- Opening Delimiter -

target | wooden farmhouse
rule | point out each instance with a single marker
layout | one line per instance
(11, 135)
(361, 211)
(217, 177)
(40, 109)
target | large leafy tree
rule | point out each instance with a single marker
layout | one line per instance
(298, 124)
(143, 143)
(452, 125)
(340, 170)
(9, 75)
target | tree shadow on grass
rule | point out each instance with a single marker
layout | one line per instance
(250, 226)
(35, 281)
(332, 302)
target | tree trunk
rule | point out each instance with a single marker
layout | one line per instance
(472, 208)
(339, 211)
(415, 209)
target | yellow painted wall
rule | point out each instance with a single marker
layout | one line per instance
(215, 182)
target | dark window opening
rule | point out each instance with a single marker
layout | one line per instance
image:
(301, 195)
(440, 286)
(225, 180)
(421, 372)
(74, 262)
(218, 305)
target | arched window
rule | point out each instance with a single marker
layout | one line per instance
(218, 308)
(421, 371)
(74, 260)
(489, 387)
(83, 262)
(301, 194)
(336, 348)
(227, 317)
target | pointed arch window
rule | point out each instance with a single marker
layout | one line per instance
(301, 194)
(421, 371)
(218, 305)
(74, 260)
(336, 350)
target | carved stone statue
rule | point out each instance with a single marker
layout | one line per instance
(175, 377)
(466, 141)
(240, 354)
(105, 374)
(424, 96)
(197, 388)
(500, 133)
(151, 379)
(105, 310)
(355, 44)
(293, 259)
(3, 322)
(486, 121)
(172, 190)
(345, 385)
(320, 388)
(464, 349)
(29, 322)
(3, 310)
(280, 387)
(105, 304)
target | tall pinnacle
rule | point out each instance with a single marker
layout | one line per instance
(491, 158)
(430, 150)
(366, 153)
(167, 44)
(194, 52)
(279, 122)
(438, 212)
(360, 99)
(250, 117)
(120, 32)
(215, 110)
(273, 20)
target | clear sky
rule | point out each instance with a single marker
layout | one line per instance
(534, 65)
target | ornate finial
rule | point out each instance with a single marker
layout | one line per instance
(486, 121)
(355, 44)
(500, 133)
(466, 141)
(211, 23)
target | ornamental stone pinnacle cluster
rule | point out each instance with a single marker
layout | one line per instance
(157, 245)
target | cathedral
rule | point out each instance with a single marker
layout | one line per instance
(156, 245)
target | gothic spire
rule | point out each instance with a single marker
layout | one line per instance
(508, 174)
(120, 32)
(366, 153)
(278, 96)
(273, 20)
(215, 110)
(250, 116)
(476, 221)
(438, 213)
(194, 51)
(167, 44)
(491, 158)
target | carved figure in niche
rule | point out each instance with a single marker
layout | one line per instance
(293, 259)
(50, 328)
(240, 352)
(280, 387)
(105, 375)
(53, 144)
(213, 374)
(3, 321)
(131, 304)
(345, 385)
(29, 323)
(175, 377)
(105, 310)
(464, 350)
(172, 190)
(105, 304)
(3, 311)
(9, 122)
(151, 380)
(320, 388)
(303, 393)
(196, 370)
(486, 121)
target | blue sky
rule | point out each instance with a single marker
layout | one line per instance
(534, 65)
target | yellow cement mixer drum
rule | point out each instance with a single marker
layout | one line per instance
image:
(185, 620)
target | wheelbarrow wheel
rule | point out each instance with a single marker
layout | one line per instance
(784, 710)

- Closing Delimiter -

* [YOUR GOAL]
Search the entries for the word "stone" and copy every line that holds it.

* [RESPONSE TO THE EXERCISE]
target | carved stone statue
target | ornamental stone pinnacle cluster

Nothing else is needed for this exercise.